╭──

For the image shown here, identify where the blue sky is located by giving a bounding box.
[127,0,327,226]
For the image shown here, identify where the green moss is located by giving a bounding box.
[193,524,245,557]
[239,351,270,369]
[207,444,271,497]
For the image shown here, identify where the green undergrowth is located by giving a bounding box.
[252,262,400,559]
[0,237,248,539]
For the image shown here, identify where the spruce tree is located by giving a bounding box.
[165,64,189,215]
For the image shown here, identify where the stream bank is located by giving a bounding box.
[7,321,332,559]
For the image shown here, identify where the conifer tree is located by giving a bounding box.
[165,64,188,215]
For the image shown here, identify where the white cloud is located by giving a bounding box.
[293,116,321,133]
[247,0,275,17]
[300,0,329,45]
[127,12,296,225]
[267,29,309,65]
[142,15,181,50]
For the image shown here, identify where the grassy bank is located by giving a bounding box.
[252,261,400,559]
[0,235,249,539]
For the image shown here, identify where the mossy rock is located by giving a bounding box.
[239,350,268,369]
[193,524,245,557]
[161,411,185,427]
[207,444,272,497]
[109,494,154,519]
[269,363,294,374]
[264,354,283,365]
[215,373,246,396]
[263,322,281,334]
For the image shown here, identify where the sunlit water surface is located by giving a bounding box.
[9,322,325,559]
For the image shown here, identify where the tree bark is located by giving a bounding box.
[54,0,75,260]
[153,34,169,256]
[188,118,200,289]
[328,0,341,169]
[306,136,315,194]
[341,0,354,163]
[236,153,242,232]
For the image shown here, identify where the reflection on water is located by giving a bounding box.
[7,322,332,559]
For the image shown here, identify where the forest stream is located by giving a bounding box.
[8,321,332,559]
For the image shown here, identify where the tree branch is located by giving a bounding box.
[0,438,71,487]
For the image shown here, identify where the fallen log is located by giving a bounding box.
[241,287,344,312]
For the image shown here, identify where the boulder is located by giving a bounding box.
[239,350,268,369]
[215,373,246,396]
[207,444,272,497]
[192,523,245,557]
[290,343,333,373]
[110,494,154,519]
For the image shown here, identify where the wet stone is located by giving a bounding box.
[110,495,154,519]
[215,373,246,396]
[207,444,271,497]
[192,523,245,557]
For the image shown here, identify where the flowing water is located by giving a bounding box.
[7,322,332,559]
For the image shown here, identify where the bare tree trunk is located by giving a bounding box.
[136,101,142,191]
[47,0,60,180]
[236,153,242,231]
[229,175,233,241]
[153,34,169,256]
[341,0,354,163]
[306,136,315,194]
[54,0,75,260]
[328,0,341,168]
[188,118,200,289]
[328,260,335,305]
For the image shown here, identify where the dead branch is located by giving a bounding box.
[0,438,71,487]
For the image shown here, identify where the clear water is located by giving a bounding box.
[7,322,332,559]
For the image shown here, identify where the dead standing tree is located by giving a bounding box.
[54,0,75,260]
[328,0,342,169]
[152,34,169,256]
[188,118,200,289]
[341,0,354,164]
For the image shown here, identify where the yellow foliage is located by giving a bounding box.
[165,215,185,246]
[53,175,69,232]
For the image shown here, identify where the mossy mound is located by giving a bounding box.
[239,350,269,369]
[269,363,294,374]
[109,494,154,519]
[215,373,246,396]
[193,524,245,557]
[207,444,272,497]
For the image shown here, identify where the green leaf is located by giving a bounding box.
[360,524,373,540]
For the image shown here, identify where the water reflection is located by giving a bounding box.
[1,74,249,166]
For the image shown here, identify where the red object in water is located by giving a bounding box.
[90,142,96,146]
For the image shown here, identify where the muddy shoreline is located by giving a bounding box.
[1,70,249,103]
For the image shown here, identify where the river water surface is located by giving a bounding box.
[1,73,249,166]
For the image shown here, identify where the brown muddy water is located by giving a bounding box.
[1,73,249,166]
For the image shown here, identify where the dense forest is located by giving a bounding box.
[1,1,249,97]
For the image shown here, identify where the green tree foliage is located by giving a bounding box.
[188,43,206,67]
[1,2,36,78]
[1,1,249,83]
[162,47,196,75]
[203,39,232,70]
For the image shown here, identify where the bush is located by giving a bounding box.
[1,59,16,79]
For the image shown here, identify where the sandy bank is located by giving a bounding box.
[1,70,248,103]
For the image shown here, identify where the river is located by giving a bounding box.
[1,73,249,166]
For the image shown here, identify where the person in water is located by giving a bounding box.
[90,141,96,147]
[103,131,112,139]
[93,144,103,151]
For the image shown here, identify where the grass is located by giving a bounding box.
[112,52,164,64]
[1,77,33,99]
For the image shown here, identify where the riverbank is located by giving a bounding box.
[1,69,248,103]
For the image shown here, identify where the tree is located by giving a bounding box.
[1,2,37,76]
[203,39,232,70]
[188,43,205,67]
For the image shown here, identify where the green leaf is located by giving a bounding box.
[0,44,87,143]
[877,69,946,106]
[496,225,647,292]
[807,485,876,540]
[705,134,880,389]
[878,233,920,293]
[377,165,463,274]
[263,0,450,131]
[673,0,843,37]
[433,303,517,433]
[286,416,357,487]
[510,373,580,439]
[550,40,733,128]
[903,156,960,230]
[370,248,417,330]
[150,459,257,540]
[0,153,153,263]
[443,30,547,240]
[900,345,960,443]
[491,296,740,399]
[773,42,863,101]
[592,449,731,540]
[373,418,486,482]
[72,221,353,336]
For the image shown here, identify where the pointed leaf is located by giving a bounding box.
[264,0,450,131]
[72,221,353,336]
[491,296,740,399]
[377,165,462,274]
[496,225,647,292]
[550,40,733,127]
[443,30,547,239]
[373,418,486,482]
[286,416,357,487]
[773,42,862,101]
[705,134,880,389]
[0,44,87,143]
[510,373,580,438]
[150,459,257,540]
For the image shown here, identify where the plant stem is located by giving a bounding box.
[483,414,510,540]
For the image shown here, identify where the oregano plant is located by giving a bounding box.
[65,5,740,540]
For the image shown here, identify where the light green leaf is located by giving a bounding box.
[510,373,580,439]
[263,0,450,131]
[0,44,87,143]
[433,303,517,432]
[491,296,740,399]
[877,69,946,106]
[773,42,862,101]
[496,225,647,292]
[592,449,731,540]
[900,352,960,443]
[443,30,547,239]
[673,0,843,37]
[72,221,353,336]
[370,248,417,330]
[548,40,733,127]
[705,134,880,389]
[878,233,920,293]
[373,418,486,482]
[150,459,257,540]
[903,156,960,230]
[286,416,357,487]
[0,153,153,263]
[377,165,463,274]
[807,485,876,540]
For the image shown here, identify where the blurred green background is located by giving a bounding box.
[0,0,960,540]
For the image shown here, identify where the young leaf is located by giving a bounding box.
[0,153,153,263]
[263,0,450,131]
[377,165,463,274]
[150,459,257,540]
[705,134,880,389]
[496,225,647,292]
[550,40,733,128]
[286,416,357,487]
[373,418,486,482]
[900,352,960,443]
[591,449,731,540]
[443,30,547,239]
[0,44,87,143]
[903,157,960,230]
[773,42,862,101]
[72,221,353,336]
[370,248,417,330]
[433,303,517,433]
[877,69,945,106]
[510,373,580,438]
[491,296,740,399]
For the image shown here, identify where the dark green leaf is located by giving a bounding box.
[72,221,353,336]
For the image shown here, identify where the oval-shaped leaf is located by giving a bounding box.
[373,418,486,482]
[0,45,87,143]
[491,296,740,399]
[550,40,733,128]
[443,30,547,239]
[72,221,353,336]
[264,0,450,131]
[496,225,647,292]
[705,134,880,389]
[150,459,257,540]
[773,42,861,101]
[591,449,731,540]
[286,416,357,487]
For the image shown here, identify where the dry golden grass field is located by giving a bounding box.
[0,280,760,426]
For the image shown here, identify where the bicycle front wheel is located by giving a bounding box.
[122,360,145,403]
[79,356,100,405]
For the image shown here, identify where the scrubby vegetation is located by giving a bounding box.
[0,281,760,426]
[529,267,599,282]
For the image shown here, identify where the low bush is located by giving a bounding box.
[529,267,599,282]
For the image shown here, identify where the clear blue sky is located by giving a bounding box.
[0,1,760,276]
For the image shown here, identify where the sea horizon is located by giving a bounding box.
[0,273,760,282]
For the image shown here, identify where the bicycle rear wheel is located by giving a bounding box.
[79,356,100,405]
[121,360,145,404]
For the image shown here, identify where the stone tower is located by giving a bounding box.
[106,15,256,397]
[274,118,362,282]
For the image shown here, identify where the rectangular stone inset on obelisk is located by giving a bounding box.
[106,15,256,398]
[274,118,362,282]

╰──

Copy out again, without any change, the part of the rows above that opens with the line containing "For the image shown here, identify where the green moss" and closes with the line containing "[0,235,249,539]", both of those lines included.

For the image shown here, identify where the green moss is located by giving a bounding box.
[193,524,245,557]
[239,351,270,369]
[207,444,271,497]
For the image shown here, identify where the green undergrowth is located by giving a bounding box.
[252,262,400,559]
[0,237,248,539]
For the image shown here, identify where the spruce tree is located by giving a bounding box.
[165,64,189,215]
For the image shown here, identify where the stream bank is located by giving a bounding box.
[7,321,332,559]
For the image shown here, identify where the conifer tree is located by giving a bounding box.
[165,64,188,215]
For the image shown here, identify where the white cloud is located by giving a bounding box.
[293,116,321,133]
[247,0,275,17]
[300,0,329,45]
[127,12,296,225]
[267,29,309,65]
[142,15,181,50]
For the image shown here, identify where the grassy bank is located by giving a bounding box.
[252,261,400,559]
[0,235,249,539]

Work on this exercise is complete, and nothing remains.